**Selected excerpt**
<<<<


          • http://sayanythingblog.com Rob

            uh, no….. if our stool had one leg, youd encounter the same issues.

            That doesn’t even make sense.

            They use the triangulation argument all the time. Remember when we were trying to cut income taxes in 2008 through a measure? Governor Hoeven argued that if we did sales taxes would go up (even though the state had a surplus).

            And when we tried to eliminate property taxes? Oh, we can’t do that, income taxes and sales taxes will go up!

            They argue against every tax cut, because every tax cut would make one of the “legs” on the stool longer.

            It’s a stupid analogy, but useful for those who don’t actually want to cut taxes. Especially because people like you fall for it.

      • http://nofreelunch.areavoices.com/ Kevin Flanagan

        All you have to do is look at the cost to taxpayers for the total compensation that flows into the Fong household. It is eye popping!

        • jimmypop

          highly paid people are not evil.

          • http://nofreelunch.areavoices.com/ Kevin Flanagan

            If they merit the compensation, it’s not. In this case, it’s nepotism and political patronage.

    • DelawareBeachHouse

      But as the WSJ editorial points out, it IS happening. In states with governors — or perhaps an electorate — who are not so risk-averase.

  • borborygmi

    THey missed the best Reason, Kevin Flaanagan will then be able to get on with his life.

    • http://nofreelunch.areavoices.com/ Kevin Flanagan

      But you have an irrational fear that your government benefits wouldn’t grow as fast, if they did eliminate the state income tax.

      • borborygmi

        You probably fear the elimination of the state income tax your raison d’etre would be gone. Poor Kevin

        • http://nofreelunch.areavoices.com/ Kevin Flanagan

          Until all the knuckle heads are expunged from public payrolls, my work will never be done.

          • borborygmi

            What knuckle heads would you like to eliminate, FIremen, Policemen, teachers, sanitation workers, public work laborers. Which knuckle heads?

>>>>

**Records supplied**
<<<<

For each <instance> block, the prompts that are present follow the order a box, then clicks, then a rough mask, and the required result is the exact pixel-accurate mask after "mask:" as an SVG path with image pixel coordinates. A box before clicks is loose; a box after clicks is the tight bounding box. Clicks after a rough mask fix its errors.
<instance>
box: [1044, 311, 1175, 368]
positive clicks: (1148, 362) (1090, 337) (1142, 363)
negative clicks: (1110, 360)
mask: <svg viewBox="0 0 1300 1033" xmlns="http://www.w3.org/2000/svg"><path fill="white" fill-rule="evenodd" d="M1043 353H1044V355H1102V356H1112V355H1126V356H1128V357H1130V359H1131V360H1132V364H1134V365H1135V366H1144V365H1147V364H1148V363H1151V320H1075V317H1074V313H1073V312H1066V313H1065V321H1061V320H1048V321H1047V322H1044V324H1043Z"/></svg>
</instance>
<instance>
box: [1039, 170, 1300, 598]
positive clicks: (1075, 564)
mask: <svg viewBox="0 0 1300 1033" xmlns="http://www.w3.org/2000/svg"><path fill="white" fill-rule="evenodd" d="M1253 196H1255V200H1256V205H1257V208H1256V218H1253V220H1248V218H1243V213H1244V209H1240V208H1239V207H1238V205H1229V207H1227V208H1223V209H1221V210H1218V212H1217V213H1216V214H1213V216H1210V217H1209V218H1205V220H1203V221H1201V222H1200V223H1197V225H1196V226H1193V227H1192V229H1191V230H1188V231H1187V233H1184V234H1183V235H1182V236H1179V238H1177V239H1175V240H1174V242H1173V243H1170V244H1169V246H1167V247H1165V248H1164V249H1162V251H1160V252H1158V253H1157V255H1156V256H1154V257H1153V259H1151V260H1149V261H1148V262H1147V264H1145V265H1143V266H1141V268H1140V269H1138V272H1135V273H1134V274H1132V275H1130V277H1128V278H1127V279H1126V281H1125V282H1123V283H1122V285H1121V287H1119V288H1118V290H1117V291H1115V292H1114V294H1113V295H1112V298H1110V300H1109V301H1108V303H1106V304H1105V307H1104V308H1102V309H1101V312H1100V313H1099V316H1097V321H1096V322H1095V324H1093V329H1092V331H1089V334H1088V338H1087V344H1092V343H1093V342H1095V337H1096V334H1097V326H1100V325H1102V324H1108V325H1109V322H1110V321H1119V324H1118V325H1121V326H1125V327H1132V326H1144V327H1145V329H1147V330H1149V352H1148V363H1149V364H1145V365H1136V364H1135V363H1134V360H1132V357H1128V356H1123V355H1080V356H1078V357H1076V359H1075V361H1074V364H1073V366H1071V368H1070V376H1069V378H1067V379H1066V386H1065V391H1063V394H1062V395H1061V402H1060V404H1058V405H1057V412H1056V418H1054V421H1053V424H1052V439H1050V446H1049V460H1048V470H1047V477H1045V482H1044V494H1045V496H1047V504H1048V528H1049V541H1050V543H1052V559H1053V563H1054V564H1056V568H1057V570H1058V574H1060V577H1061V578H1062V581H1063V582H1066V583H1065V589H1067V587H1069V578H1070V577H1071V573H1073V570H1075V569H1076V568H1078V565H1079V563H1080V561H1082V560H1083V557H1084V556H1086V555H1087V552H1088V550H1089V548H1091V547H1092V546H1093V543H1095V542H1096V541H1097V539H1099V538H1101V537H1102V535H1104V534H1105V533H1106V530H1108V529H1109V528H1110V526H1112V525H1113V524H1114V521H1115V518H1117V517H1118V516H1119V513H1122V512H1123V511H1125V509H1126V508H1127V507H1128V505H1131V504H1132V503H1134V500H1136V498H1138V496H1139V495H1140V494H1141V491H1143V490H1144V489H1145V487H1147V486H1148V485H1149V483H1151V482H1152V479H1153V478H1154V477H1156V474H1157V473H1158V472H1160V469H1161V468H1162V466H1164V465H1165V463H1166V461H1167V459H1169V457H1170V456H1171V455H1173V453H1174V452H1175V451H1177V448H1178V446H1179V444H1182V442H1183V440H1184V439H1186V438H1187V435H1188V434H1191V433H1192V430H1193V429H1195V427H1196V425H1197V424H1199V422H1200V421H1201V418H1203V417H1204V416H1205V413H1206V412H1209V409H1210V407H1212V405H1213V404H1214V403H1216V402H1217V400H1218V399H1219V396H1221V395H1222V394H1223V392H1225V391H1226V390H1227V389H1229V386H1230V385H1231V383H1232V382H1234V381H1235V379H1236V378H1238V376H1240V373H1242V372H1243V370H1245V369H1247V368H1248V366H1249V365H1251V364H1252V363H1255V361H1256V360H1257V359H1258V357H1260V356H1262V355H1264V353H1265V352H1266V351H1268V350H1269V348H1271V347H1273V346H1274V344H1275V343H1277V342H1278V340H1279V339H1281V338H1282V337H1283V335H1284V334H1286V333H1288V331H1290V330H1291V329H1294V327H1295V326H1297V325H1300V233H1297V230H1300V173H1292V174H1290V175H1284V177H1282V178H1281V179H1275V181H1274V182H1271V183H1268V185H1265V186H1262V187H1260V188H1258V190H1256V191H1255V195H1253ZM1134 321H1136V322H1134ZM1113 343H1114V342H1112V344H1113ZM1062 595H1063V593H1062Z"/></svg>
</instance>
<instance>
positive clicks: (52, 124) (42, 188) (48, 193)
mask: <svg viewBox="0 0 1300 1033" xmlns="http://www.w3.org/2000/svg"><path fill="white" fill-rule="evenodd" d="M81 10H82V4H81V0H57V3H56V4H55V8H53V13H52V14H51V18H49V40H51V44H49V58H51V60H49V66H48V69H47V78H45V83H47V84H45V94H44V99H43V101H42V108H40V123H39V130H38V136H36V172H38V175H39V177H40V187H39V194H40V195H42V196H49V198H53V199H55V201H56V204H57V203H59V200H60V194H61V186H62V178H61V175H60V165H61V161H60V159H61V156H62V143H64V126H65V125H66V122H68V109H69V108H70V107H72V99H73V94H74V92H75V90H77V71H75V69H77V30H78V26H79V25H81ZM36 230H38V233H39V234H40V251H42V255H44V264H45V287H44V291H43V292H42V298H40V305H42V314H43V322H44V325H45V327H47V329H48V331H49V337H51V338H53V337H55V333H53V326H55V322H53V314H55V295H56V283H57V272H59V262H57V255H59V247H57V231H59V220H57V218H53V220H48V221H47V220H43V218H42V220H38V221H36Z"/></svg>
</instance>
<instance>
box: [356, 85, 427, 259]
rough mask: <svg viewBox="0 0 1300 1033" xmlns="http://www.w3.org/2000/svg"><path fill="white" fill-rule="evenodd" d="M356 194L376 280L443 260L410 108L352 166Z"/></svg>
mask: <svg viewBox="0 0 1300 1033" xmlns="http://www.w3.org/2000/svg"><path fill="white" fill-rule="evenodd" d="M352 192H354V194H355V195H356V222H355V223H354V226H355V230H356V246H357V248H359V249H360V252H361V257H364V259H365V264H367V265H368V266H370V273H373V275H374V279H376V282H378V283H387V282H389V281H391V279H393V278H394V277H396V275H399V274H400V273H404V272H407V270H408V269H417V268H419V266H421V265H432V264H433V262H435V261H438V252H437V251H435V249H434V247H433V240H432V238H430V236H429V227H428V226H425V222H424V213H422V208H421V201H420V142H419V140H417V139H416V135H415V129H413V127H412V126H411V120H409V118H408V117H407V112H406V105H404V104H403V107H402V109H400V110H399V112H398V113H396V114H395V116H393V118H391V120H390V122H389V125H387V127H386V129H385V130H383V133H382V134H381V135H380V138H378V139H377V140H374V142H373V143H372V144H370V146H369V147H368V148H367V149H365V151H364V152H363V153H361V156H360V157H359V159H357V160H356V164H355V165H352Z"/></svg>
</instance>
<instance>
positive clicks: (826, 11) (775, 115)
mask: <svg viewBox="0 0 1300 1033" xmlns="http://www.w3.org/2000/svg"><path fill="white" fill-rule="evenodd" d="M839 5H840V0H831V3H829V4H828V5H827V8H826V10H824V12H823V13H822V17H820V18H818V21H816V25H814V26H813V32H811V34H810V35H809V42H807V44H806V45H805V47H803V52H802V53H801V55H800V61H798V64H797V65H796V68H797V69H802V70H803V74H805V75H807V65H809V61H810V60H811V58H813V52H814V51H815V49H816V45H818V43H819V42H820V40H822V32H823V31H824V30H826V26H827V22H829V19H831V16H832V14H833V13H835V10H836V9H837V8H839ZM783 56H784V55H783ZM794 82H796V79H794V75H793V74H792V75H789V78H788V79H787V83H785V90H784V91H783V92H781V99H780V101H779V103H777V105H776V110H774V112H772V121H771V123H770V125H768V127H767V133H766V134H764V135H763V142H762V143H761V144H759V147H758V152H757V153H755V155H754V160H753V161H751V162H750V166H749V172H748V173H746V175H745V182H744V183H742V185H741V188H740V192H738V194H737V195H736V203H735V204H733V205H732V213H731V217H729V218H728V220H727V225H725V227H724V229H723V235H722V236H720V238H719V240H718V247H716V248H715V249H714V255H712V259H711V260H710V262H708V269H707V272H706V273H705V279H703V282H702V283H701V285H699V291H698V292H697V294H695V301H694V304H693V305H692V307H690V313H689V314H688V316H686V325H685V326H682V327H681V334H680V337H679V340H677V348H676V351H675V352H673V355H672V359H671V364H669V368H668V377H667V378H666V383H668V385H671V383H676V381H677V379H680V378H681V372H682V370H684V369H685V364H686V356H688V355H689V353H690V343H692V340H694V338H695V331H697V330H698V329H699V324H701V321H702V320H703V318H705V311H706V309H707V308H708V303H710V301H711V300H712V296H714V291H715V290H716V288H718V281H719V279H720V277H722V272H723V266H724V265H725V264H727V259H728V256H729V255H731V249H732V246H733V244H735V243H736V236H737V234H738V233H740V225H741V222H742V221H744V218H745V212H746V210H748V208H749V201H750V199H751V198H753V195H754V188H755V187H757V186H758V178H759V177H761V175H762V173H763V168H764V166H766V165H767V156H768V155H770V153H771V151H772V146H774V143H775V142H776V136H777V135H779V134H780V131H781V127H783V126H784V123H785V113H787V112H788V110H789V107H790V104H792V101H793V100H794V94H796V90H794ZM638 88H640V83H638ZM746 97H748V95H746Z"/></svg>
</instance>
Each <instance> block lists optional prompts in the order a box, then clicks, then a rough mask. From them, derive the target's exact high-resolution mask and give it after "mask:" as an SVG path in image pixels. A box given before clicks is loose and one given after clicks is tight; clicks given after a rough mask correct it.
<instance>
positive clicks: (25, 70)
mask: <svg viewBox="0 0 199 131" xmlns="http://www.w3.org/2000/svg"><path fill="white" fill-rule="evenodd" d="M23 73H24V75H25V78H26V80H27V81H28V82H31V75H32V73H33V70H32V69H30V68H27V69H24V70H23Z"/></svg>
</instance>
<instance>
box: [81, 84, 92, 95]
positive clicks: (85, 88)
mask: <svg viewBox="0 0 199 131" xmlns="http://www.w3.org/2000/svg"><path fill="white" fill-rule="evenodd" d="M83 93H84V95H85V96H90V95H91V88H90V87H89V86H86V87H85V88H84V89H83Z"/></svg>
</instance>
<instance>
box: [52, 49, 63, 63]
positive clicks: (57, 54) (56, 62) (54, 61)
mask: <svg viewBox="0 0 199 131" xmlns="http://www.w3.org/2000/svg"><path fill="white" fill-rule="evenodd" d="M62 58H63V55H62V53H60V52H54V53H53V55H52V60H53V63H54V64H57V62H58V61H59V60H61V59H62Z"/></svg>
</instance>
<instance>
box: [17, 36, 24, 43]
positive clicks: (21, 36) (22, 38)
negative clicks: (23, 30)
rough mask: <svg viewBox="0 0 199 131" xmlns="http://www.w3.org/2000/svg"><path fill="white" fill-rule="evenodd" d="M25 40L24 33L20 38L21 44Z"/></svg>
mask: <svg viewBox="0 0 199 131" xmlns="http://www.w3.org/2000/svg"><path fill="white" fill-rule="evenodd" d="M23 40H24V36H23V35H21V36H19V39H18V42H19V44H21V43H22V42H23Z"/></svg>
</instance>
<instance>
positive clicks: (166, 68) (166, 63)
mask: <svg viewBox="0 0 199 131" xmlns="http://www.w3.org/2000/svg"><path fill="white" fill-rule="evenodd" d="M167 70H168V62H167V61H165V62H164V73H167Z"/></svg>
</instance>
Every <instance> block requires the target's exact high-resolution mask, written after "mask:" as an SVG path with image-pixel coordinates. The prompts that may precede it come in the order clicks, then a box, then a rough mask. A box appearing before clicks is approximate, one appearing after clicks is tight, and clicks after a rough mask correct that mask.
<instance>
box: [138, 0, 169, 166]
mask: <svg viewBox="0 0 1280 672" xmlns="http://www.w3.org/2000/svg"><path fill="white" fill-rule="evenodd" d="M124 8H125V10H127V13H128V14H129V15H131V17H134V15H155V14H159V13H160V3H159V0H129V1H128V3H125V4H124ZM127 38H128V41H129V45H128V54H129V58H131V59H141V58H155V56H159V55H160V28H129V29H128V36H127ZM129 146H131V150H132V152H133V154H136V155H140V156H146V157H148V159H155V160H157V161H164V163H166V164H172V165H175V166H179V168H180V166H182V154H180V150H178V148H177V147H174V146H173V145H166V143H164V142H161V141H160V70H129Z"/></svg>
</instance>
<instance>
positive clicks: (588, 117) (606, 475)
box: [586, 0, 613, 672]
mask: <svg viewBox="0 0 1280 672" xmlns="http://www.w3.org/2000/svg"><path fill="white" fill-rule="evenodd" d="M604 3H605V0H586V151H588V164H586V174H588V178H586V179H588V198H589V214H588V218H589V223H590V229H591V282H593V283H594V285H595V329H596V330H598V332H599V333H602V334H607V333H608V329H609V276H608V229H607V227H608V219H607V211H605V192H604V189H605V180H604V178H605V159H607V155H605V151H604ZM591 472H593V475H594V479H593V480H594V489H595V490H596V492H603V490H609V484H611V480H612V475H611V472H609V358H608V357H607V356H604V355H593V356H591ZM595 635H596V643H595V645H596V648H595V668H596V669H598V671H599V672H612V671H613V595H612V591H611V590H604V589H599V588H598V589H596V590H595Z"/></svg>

>>>>

**Tasks and exercises**
**1.** In the comment thread on state taxes, what did Governor Hoeven argue would happen if income taxes were cut through the 2008 measure?
**2.** List every kind of public worker that borborygmi names in the last comment of the state tax thread.

**Results in order**
**1.** He argued that sales taxes would go up.

**2.** Firemen, policemen, teachers, sanitation workers, public work laborers